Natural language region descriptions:
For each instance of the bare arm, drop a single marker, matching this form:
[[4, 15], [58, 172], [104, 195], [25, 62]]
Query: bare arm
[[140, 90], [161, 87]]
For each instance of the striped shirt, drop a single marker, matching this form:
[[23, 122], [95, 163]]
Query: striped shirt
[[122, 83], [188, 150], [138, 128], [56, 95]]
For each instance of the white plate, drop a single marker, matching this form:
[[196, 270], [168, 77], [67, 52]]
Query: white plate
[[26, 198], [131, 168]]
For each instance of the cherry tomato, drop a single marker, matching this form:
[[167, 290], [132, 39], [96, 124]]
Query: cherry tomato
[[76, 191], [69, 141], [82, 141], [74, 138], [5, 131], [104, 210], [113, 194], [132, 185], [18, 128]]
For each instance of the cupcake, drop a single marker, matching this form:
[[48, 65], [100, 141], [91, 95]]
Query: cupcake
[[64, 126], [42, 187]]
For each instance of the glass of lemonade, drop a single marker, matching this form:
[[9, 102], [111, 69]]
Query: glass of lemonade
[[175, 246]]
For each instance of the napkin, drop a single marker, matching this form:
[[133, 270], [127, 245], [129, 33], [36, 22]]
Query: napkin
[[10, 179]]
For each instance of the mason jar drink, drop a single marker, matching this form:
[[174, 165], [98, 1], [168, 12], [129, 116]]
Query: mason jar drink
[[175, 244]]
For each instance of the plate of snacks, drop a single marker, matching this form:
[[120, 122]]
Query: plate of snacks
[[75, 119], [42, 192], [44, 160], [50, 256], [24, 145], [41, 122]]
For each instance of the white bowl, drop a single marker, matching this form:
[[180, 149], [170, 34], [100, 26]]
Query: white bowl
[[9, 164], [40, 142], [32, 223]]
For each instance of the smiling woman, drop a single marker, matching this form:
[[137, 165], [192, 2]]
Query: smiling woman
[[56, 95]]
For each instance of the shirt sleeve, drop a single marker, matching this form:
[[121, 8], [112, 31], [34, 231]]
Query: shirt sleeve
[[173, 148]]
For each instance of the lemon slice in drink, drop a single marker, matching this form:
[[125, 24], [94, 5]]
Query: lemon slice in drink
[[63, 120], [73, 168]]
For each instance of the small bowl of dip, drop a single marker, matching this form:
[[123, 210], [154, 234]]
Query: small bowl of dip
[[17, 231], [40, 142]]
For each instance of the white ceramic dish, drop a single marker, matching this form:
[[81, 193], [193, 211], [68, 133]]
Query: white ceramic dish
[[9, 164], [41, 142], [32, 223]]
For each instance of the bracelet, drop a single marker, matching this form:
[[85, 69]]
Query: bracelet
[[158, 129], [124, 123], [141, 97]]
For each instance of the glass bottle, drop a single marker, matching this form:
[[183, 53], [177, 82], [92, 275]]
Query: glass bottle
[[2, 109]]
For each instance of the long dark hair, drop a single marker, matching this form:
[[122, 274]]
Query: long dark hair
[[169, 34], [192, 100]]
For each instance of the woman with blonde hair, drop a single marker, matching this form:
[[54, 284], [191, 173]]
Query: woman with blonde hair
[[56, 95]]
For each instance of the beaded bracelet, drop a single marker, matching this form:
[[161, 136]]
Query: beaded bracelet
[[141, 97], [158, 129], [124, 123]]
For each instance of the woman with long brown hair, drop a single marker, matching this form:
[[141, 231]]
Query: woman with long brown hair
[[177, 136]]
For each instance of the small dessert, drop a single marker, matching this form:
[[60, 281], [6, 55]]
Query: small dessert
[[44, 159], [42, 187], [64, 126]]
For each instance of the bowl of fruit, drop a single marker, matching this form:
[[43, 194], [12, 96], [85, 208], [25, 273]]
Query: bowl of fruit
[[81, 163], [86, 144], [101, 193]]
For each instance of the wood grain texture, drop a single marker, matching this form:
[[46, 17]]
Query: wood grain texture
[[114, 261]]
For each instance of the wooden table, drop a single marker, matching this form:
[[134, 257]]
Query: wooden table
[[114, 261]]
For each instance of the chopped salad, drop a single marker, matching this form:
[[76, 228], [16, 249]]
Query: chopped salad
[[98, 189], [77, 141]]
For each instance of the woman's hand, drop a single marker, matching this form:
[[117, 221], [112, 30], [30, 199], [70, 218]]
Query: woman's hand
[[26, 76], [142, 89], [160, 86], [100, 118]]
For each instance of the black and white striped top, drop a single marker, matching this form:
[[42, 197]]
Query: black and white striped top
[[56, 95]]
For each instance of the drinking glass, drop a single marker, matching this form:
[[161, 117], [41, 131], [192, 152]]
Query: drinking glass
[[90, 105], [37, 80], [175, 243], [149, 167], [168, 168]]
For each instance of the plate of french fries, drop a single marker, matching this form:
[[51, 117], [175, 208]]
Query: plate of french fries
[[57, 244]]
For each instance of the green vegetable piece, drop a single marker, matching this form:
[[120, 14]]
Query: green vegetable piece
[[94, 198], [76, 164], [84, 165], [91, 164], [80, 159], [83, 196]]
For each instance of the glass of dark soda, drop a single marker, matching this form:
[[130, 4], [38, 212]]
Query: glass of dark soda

* **EXERCISE INSTRUCTIONS**
The full set of entries should appear again, unchanged, line by line.

* **SOLUTION BELOW**
For each instance of the bare arm, drop a single marker, matching this form:
[[4, 15], [58, 172], [104, 195], [25, 62]]
Query: bare arm
[[140, 90], [161, 87]]
For each instance of the striped shirt, drop a single marker, matching this form:
[[23, 122], [95, 163]]
Query: striped shirt
[[122, 83], [188, 150], [138, 128], [56, 95]]
For each instance of the white plate, drop a single marker, matching this form:
[[196, 270], [168, 77], [67, 52]]
Query: white plate
[[26, 198], [131, 168]]
For each instance of the cherry tomato, drop a single marker, matching this form:
[[167, 290], [132, 39], [96, 124]]
Query: cherry tomato
[[76, 191], [69, 141], [82, 141], [74, 138], [5, 131], [104, 210], [113, 194], [132, 185], [18, 128]]
For each instance of the cupcake, drop a single marker, matching this form:
[[48, 65], [100, 141], [91, 95]]
Query: cupcake
[[64, 126], [42, 187]]
For each instance of the glass of lemonade, drop a single marker, matching this form:
[[9, 102], [111, 69]]
Query: glass of lemonade
[[175, 246]]
For each instance of the napkin, drop a single marker, matching this form:
[[133, 270], [127, 245], [129, 33], [36, 22]]
Query: napkin
[[10, 179]]
For each instance of the mason jar drink, drop a single marker, matching this form:
[[174, 165], [98, 1], [168, 12], [129, 116]]
Query: mason jar drink
[[175, 244]]
For each instance of the plate of snacks, drop a single marker, matching this form:
[[120, 122]]
Query: plate of snacks
[[75, 119], [42, 192], [44, 160], [50, 256], [24, 145], [41, 122]]
For each instance of the white bowl, drop a single marker, matching this form:
[[180, 149], [170, 34], [100, 26]]
Query: white bowl
[[9, 164], [40, 142], [32, 223]]
For each instance of the smiling woman, drop a single marker, matching this form:
[[137, 165], [192, 2]]
Query: smiling woman
[[56, 95]]
For each instance of the shirt sleeve, drop a single marker, matching this form:
[[121, 8], [112, 31], [34, 231]]
Query: shirt sleeve
[[173, 148]]
For each instance of the lemon slice in drink, drop a single marker, matching this form:
[[125, 24], [94, 5]]
Query: lemon slice in drink
[[63, 120], [73, 168]]
For each instance of the small bowl of dip, drop a single marker, matching this form:
[[123, 210], [154, 234]]
Query: small bowl of dip
[[17, 231], [40, 142]]
For each instance of the white ceramic dish, drop a single marker, matching this form:
[[81, 193], [193, 211], [68, 133]]
Query: white ceramic dish
[[9, 164], [41, 142], [32, 223]]
For each instance of the bracelet, drop a single marker, matching this form:
[[85, 69]]
Query: bracelet
[[158, 129], [124, 123], [141, 97]]
For each instance of the glass bottle, drop a single marker, matching this form:
[[183, 53], [177, 82], [92, 275]]
Query: glass bottle
[[2, 109]]
For each instance of the long dark hair, drop a single marker, matching this form:
[[122, 274]]
Query: long dark hair
[[169, 34], [192, 100]]
For each instance of the woman with blonde hair, drop a single marker, matching this form:
[[54, 284], [191, 173]]
Query: woman with blonde hair
[[56, 95]]
For each instance of the beaded bracelet, drop a single marker, matching this form:
[[161, 136]]
Query: beaded bracelet
[[141, 97], [158, 129], [124, 123]]
For each instance of the woman with long brown hair, drop a single marker, matching this form:
[[141, 231]]
Query: woman with long brown hair
[[177, 136]]
For each instance of the small dessert, drop a single marker, matching this form:
[[60, 281], [6, 55]]
Query: small dessert
[[44, 159], [42, 187], [64, 126]]
For each instance of the bowl of fruit, drop a single marker, matching this form:
[[43, 194], [12, 96], [85, 208], [25, 273]]
Query: bowl of fruit
[[81, 163], [86, 144], [101, 193]]
For each instance of the wood grain texture, drop a single marker, matching this form:
[[46, 17]]
Query: wood grain texture
[[114, 261]]
For each instance of the wooden table, drop a single marker, matching this form:
[[134, 257]]
Query: wooden table
[[114, 261]]
For each instance of the chopped salad, drop a single marker, matching this form:
[[76, 228], [16, 249]]
Query: chopped salad
[[98, 189], [77, 141]]
For each instance of the woman's hand, drop a single marker, matching this form:
[[117, 221], [112, 30], [30, 199], [70, 218]]
Query: woman's hand
[[26, 76], [142, 89], [160, 86], [100, 118]]
For each instance of the black and white striped top, drop a single marker, matching this form:
[[42, 197]]
Query: black and white striped top
[[56, 95]]
For each instance of the drinking glass, drop a single marker, matching this form:
[[161, 117], [41, 131], [192, 152]]
Query: drinking glass
[[90, 105], [37, 80], [175, 243], [149, 167], [168, 168]]
For each instance of the plate of french fries, drop a single marker, matching this form:
[[51, 117], [175, 208]]
Query: plate of french fries
[[57, 244]]
For each instance of the green vegetable piece, drop a single marker, matching this form:
[[120, 14]]
Query: green vegetable piece
[[94, 198], [76, 164], [84, 165], [91, 164], [80, 159], [83, 196]]
For each instance of the glass of dark soda, drop a single marker, matching this form:
[[130, 4], [38, 212]]
Query: glass of dark soda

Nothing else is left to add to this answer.